▶ **Exercise**
Every line from the line containing "Would you be willing to put a dot on the canvas" through the final line below is to be repeated exactly; no other line is.

======== Data supplied

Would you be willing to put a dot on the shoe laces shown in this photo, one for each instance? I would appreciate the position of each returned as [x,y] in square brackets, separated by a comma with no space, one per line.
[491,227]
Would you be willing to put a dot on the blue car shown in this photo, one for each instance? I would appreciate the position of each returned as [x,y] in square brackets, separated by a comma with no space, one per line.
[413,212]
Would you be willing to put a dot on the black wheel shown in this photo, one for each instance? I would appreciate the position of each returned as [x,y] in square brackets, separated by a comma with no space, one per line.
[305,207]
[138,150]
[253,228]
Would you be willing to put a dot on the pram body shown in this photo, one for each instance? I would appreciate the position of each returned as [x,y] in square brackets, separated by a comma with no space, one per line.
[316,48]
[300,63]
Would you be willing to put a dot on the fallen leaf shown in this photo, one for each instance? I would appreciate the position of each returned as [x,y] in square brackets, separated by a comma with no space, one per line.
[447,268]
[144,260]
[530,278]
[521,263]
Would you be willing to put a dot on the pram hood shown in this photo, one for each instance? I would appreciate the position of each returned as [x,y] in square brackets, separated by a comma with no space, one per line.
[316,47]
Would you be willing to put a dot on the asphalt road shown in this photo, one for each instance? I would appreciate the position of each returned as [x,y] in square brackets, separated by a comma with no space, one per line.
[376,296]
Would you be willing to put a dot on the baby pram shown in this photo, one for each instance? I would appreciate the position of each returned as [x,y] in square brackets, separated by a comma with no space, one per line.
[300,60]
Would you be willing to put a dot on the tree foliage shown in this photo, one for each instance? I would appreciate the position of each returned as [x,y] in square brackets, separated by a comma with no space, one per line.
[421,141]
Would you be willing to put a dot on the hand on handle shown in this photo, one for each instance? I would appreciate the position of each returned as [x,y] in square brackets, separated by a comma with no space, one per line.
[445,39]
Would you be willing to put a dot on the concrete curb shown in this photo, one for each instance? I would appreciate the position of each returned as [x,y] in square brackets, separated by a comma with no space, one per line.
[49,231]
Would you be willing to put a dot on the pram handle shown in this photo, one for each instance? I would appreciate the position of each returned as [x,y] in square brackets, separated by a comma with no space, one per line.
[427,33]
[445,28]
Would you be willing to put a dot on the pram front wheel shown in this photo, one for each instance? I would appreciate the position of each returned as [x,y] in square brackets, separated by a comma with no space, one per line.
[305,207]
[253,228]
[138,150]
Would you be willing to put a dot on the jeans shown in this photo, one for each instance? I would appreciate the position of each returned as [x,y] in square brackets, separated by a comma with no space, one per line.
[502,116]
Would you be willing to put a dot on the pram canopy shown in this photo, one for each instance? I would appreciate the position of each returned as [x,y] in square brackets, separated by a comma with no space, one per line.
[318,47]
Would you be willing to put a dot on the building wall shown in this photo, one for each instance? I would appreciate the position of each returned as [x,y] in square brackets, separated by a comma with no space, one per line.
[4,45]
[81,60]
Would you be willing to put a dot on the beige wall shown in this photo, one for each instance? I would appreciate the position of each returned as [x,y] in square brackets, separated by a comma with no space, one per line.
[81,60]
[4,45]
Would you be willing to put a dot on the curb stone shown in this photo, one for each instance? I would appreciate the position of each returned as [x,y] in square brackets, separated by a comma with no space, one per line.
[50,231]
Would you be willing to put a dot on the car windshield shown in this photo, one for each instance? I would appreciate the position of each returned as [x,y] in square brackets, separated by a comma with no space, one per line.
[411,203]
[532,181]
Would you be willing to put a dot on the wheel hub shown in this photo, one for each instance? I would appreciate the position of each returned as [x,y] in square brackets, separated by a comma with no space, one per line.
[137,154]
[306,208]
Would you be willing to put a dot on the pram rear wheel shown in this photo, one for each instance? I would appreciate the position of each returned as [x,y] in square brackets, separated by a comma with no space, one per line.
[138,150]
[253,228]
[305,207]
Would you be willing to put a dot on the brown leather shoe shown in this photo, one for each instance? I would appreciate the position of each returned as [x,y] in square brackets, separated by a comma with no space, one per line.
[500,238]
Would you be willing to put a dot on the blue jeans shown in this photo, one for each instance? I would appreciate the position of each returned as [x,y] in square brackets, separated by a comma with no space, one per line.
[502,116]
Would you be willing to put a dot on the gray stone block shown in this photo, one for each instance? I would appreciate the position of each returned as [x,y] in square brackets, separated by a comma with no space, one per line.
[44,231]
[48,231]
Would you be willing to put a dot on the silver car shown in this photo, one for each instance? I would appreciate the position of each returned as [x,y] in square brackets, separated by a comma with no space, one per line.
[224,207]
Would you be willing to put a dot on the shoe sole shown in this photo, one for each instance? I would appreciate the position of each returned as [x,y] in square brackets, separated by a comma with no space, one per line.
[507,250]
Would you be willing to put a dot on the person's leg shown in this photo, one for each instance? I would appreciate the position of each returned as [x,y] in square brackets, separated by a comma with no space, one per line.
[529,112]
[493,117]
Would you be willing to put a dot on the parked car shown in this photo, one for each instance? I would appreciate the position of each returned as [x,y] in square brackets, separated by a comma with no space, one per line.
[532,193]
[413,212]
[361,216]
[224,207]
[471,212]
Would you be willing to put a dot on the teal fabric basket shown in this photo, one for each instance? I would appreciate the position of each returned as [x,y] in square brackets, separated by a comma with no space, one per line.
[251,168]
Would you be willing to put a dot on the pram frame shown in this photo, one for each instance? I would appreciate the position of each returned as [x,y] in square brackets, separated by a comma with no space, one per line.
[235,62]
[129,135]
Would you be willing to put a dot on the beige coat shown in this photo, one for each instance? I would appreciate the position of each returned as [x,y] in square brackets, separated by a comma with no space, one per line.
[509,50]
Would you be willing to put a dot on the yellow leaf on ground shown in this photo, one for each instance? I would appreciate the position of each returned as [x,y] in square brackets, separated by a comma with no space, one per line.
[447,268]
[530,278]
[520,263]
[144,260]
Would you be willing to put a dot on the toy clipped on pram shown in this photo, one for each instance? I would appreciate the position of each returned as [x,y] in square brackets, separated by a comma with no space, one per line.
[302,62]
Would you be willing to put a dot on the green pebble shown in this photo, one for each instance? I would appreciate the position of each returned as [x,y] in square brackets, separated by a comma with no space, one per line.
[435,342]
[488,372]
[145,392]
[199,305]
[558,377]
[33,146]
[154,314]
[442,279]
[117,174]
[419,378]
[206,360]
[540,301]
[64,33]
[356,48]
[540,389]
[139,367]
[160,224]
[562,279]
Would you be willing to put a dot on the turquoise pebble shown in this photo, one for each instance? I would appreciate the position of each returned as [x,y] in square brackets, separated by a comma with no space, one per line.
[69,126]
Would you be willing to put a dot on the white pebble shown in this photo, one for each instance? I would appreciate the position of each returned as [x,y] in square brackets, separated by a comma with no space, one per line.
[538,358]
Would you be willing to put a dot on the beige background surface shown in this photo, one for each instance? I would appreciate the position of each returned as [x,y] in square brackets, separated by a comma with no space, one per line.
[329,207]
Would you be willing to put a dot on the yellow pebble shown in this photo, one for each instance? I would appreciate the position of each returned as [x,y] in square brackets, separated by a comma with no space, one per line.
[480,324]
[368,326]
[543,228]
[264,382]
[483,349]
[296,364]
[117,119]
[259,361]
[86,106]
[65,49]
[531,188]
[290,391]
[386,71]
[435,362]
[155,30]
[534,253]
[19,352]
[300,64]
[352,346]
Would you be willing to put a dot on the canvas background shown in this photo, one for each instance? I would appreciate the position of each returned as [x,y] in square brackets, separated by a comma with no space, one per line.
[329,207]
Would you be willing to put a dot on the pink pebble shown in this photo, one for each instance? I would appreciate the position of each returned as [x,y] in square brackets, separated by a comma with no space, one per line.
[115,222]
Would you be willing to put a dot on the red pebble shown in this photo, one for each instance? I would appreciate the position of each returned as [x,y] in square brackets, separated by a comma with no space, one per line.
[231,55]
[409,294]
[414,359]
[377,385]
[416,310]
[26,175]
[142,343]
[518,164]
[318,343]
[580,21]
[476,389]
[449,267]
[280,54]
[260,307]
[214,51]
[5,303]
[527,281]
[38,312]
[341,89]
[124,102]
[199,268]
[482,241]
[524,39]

================

▶ **Answer to the problem**
Would you be willing to put a dot on the canvas background shown in this photo, one for each instance? I would appreciate the position of each returned as [x,y] in square brackets, separated by a comma with no space, one per line.
[329,207]
Would you be willing to put a dot on the pink pebble shown in this photo, one for each instance? I would appreciate the position of each returned as [x,y] in square brackets, separated by a comma with no space, one per line.
[115,222]
Would you be willing to put a dot on the red pebble shown in this photo, one for each instance? I would appreciate the position of each returned as [x,y] in square brackets, separated by a comma with no space, one per line.
[231,55]
[409,294]
[414,359]
[377,385]
[416,310]
[26,175]
[142,343]
[518,164]
[318,343]
[580,21]
[476,389]
[449,267]
[280,54]
[260,307]
[214,51]
[5,303]
[527,281]
[38,312]
[341,89]
[124,102]
[199,268]
[482,241]
[524,39]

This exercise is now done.